Text block:
· · ·

Search code examples
jboss7.xinfinispanjgroups

Infinispan Initial State Transfer Hangs and times out


I'm trying to cluster a pair of servers with a shared Infinispan cache (Replicated Asynchronously). One always starts successfully, and registers itself properly with the JDBC database. When the other starts, it registers properly with the database, and I see a bunch of chatter between them, then, while waiting on a response from the second server, I get

`org.infinispan.commons.CacheException: Initial statue transfer timed out`

I think it's just an issue of configuration, but I'm not sure how to debug my configuration issues. I've spent several days configuring and re-configuring my Infinispan XML, and my JGroups.xml:

Infinispan:

<?xml version="1.0" encoding="UTF-8"?>
<infinispan xmlns:xsi="http://www.w3.org/2001/XMLSchema-instance" xmlns="urn:infinispan:config:6.0"
xsi:schemaLocation="urn:infinispan:config:6.0     http://www.infinispan.org/schemas/infinispan-config-6.0.xsd
                   urn:infinispan:config:remote:6.0 http://www.infinispan.org/schemas/infinispan-cachestore-remote-config-6.0.xsd"
xmlns:remote="urn:infinispan:config:remote:6.0"
>

    <!-- *************************** -->
    <!-- System-wide global settings -->
    <!-- *************************** -->

    <global>
        <shutdown hookBehavior="DEFAULT"/>
        <transport clusterName="DSLObjectCache">
            <properties>
                <property name="configurationFile" value="jgroups.xml"/>
            </properties>
        </transport>
        <globalJmxStatistics enabled="false" cacheManagerName="Complex.com"/>
    </global>
    <namedCache name="ObjectCache">
        <transaction transactionMode="TRANSACTIONAL" />
        <locking
            useLockStriping="false"
        />
        <invocationBatching enabled="true"/>
        <clustering mode="replication">
            <async asyncMarshalling="true" useReplQueue="true" replQueueInterval="100" replQueueMaxElements="100"/>
            <stateTransfer fetchInMemoryState="true" />
        </clustering>
        <eviction strategy="LIRS" maxEntries="500000"/>
        <expiration lifespan="86400000" wakeUpInterval="1000" />
    </namedCache>

    <default>
        <!-- Configure a synchronous replication cache -->
        <locking
            useLockStriping="false"
        />
        <clustering mode="replication">
            <async asyncMarshalling="true" useReplQueue="true" replQueueInterval="100" replQueueMaxElements="100"/>
            <stateTransfer fetchInMemoryState="true" />
        </clustering>
        <eviction strategy="LIRS" maxEntries="500000"/>
        <expiration lifespan="86400000" wakeUpInterval="1000" />
        <persistence>
            <cluster remoteCallTimeout="60000" />
        </persistence>
    </default>
</infinispan>

Jboss.xml:

<config xmlns="urn:org:jgroups"

· · ·

Collected data:
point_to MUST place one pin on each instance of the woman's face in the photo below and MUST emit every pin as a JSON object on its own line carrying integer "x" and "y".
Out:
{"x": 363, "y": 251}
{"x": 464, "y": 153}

· · ·

Exercise tasks:
1. Translate this sentence from the Infinispan post into Spanish: "One always starts successfully, and registers itself properly with the JDBC database."
2. Write the next part of the Infinispan post, picking up where it stops.

Results of the tasks:
1. Uno siempre arranca correctamente y se registra debidamente en la base de datos JDBC.

2.
        xmlns:xsi="http://www.w3.org/2001/XMLSchema-instance"
        xsi:schemaLocation="urn:org:jgroups http://www.jgroups.org/schema/JGroups-3.0.xsd">
    <!-- Default the external_addr to #DEADBEEF so we can see errors coming through
        on the backend -->
    <TCP
        external_addr="${injected.external.address:222.173.190.239}"
        receive_on_all_interfaces="true"
        bind_addr="0.0.0.0"
        bind_port="${injected.bind.port:12345}"
        conn_expire_time="0"
        reaper_interval="0"
        sock_conn_timeout="20000"
        tcp_nodelay="true"

    />
    <JDBC_PING
        datasource_jndi_name="java:jboss/datasources/dsl/control"
    />
    <MERGE2 max_interval="30000" min_interval="10000"/>
    <FD_SOCK
        external_addr="${injected.external.address:222.173.190.239}"
        bind_addr="0.0.0.0"
    />
    <FD timeout="10000" max_tries="5"/>
    <VERIFY_SUSPECT timeout="1500"
        bind_addr="0.0.0.0"
    />
    <pbcast.NAKACK use_mcast_xmit="false"
              retransmit_timeouts="300,600,1200,2400,4800"
              discard_delivered_msgs="true"/>
    <UNICAST3 ack_batches_immediately="true"
    />
    <RSVP ack_on_delivery="true"
        throw_exception_on_timeout="true"
        timeout="1000"
    />
    <pbcast.STABLE stability_delay="1000" desired_avg_gossip="50000"
                  max_bytes="400000"/>
    <pbcast.GMS print_local_addr="true" join_timeout="5000"
           view_bundling="true" view_ack_collection_timeout="5000"/>
    <FRAG2 frag_size="60000"/>
    <pbcast.STATE_SOCK
        bind_port="54321"
        external_addr="${injected.external.address:222.173.190.239}"
        bind_addr="0.0.0.0"
    />
    <pbcast.FLUSH timeout="1000"/>
</config>

I've tried, frankly, every configuration option I can think of, and I'm not sure why the replication keeps timing out. All communication between these servers is wide open. Sorry to just dump so much XML, but I'm not even sure how to collect more information.


Solution

  • Continued exploration indicated that Infinispan was pushing logs to the server.log, but - due to my configuration, this was not duplicated on the console. Further inspection revealed that I left a single element in my cache objects unserializable - making it impossible for it to be written to the wire and transferred. The logs are very specific, making this actually a very easy problem to track down once I realized where the logs were being written.

    If you come here from the future, my advice is to just tail every single log you can on the working server, and see what comes up.